◆ **Activity**
The answer should be a single number: how many lines of the entries below hold the word "field".

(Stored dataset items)
┏━━
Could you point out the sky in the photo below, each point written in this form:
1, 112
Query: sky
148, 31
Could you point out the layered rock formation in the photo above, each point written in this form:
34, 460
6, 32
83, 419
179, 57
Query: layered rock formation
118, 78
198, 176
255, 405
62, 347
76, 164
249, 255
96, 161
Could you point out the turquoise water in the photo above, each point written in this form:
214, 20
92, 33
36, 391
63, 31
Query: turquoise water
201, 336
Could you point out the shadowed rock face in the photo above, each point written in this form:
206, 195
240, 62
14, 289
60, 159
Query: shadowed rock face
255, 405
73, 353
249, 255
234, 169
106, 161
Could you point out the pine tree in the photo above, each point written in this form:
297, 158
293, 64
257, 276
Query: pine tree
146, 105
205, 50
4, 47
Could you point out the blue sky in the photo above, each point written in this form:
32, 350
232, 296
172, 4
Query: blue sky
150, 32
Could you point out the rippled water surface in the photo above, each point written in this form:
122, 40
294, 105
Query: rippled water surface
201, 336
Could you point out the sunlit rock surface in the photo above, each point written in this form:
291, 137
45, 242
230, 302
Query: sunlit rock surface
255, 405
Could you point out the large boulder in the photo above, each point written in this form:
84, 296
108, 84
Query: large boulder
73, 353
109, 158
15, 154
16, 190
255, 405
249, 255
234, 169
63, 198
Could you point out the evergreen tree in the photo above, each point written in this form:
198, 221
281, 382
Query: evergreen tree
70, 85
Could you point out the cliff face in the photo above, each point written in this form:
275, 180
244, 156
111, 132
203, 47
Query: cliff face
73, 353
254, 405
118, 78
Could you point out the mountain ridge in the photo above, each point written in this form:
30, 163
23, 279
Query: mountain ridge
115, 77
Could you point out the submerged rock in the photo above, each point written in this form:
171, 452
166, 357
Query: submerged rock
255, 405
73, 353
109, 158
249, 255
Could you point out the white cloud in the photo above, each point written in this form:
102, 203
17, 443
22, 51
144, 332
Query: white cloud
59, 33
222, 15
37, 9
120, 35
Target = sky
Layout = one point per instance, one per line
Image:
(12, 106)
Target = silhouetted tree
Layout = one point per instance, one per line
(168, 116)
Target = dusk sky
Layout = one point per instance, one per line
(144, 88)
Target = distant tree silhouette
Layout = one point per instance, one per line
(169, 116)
┗━━
┏━━
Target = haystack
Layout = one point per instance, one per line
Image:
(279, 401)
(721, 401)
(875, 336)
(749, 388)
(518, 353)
┗━━
┏━━
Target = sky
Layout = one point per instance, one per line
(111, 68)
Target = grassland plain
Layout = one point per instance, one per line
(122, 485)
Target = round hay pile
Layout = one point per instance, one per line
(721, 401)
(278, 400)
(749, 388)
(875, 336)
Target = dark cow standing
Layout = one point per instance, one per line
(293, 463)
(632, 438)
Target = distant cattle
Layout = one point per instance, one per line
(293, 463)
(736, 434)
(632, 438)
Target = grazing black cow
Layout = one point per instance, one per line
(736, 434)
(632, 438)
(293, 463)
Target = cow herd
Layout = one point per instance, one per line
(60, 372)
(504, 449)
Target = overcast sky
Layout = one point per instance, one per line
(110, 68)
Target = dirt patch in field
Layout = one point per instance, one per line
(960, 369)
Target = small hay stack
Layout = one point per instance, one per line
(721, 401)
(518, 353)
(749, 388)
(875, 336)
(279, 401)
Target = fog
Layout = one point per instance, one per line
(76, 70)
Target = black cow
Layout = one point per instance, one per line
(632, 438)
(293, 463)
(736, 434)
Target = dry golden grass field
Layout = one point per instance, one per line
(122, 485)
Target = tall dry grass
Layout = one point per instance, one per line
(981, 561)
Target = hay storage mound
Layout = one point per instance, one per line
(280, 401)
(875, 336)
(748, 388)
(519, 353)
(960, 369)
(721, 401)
┗━━
◆ **Output below**
2